Aim
Nothing but the lines from the one with "Place a point on every instance of the jersey sleeve" to the final line should be returned, each exactly as it appears.

(Image point annotation entries)

⁂

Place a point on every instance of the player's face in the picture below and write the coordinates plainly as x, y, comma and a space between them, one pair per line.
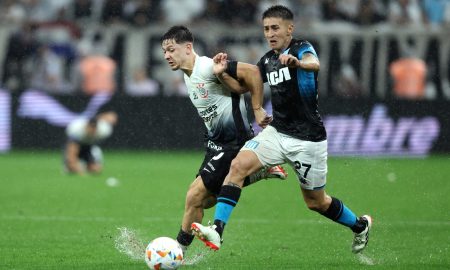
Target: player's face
174, 53
278, 32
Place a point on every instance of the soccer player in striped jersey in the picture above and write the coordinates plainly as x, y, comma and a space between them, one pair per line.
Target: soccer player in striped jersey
296, 135
224, 114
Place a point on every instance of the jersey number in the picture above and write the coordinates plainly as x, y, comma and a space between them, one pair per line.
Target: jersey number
298, 166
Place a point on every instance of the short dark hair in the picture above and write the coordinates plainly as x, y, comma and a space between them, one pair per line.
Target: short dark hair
179, 33
278, 11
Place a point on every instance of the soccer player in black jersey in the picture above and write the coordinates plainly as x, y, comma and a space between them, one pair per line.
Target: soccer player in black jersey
296, 135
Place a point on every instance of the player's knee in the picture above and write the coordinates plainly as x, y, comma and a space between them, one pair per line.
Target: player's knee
194, 197
238, 168
316, 205
209, 202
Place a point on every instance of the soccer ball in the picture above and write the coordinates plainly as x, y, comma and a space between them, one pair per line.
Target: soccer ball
163, 253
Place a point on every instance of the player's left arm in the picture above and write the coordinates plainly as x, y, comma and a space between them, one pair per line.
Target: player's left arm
308, 61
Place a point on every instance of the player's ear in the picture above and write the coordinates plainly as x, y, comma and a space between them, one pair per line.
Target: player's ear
290, 28
189, 47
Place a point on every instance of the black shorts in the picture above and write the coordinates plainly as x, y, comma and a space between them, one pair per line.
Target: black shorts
86, 154
215, 167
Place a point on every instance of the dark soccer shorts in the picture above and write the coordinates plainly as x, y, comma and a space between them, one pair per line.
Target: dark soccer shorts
215, 168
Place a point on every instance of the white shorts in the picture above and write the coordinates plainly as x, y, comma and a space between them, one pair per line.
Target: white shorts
308, 159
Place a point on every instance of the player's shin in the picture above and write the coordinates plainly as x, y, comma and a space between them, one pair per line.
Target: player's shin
340, 213
226, 201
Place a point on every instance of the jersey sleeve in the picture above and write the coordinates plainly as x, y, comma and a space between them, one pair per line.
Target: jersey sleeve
262, 69
232, 69
305, 47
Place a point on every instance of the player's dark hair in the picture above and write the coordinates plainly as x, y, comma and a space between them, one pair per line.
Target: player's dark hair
278, 11
179, 33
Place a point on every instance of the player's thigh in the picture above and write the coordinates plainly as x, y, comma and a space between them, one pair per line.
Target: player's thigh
309, 161
266, 145
197, 193
214, 169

⁂

Written answer
Place a point on every instance of the jersey sleeve in the picture above and write the coordinates plainly as x, y, comma and a space between them, one pair per line.
Target: jersey sleeve
262, 69
232, 69
305, 47
Place a point on every instance of the player's dark hair in the picture above and write the coordinates plainly as x, y, comma and a space between them, one pair per line.
Target: player's dark hair
278, 11
179, 33
Place a point on every instance of the player's thigh in the picture above and write the coordinates plainly as x, y, comma and a space between them, one pair per line.
Target: player's thigh
309, 161
266, 145
197, 193
214, 169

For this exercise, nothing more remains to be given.